(SUPPLIED MATERIAL Opens)

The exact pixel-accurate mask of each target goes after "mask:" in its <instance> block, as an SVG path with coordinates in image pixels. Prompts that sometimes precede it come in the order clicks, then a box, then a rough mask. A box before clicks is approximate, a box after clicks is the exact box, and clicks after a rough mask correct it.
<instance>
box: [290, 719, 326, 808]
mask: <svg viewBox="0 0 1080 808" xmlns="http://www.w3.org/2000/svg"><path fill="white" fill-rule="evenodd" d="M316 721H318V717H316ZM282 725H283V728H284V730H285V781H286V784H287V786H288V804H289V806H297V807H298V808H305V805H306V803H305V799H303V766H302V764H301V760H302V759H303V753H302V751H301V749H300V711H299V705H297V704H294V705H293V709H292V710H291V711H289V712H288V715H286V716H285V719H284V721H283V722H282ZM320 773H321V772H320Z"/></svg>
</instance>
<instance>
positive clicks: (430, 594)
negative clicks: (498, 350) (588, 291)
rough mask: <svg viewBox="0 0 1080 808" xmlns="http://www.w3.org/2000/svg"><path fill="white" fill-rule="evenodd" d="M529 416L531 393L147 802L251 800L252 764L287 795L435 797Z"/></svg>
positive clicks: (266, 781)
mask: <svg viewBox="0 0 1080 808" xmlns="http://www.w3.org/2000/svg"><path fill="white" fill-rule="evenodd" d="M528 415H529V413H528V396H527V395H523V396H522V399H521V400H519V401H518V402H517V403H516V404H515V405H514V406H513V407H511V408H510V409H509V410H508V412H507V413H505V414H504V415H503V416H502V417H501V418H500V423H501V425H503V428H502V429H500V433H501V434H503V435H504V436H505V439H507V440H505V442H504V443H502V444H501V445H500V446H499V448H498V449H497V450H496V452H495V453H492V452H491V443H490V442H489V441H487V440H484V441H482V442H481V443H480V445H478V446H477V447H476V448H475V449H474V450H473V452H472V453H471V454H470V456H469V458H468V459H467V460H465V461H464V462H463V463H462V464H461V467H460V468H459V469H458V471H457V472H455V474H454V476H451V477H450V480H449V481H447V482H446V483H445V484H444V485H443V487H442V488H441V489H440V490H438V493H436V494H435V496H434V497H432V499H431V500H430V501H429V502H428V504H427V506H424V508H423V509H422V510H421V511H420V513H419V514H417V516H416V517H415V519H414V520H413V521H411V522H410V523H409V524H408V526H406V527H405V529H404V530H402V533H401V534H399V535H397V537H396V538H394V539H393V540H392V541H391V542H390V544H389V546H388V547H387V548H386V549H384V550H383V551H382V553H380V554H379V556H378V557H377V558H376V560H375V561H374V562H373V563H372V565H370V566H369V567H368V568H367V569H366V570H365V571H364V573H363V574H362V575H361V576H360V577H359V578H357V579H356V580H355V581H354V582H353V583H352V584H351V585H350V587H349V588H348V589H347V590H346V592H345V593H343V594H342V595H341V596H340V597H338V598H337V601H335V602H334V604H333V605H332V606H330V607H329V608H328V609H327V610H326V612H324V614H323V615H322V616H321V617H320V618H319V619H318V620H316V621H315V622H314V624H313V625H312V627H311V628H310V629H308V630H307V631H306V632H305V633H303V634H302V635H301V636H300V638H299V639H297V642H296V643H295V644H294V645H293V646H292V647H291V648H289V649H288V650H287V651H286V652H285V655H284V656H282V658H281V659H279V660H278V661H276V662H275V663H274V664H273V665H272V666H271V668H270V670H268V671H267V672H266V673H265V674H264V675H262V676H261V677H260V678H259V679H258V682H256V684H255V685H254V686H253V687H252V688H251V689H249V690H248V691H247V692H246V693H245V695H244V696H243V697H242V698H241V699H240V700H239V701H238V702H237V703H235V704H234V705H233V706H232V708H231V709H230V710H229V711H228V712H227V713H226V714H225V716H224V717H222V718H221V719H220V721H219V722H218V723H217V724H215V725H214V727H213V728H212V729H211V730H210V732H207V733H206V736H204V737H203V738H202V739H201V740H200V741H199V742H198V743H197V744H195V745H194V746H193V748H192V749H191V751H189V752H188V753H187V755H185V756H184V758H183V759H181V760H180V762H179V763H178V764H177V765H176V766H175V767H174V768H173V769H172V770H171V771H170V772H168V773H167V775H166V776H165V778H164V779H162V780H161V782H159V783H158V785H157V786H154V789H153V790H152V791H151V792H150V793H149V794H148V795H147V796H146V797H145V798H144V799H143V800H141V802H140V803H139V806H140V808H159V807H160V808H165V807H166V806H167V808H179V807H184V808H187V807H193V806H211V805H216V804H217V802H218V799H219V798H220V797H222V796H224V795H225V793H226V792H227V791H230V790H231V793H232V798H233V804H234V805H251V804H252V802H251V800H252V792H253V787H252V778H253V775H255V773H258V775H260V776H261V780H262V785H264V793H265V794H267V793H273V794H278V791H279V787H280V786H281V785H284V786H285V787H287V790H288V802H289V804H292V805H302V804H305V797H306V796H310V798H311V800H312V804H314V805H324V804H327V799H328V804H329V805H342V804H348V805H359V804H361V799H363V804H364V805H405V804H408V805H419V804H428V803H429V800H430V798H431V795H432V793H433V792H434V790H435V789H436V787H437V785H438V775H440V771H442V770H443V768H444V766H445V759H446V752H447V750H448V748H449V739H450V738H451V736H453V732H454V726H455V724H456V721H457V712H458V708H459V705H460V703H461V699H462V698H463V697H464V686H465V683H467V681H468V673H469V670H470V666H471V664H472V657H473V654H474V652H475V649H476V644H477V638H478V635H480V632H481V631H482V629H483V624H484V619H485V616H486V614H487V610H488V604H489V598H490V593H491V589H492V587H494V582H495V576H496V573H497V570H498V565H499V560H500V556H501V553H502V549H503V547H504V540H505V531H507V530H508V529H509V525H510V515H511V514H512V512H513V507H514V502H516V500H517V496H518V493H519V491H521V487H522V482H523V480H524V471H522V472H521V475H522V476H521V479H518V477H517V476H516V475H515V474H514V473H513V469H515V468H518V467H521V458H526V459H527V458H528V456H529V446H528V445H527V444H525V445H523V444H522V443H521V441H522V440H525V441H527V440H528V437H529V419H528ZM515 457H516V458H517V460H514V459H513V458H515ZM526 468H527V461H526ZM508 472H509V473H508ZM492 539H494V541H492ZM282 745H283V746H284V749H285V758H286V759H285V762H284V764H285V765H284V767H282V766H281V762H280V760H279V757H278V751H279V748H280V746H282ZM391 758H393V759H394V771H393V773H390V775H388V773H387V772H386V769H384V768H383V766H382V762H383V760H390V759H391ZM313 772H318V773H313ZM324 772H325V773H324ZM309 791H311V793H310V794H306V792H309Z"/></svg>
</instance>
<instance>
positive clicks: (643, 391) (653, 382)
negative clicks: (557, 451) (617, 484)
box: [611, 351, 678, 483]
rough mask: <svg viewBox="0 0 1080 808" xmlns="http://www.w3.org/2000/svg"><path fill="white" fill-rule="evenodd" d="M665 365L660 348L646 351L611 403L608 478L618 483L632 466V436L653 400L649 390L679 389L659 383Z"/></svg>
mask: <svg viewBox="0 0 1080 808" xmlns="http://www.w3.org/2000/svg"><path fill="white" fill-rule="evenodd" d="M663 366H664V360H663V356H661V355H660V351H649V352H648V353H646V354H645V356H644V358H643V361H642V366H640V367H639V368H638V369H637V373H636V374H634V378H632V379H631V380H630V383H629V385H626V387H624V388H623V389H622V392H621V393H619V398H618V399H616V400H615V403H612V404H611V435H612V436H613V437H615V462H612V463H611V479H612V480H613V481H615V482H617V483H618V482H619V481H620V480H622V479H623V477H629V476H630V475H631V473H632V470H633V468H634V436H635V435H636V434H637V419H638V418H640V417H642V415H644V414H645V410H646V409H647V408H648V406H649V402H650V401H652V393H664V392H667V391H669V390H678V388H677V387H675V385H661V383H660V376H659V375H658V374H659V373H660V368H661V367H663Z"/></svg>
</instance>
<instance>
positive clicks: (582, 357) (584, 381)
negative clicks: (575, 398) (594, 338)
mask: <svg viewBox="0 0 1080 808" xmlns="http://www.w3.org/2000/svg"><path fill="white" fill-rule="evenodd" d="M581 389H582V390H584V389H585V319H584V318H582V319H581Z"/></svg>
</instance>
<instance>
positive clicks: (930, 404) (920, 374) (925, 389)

(SUPPLIED MATERIAL Closes)

[TASK DESCRIPTION]:
Output the lines from the start of the records up to and including the line containing "box: [290, 719, 326, 808]", copied unchanged.

[WRITTEN ANSWER]:
The exact pixel-accurate mask of each target goes after "mask:" in its <instance> block, as an SVG path with coordinates in image pixels. Prompts that sometimes precede it come in the order clicks, then a box, then a rough mask. A box before clicks is approximate, a box after clicks is the exact box, and clicks after a rough mask correct it.
<instance>
box: [290, 719, 326, 808]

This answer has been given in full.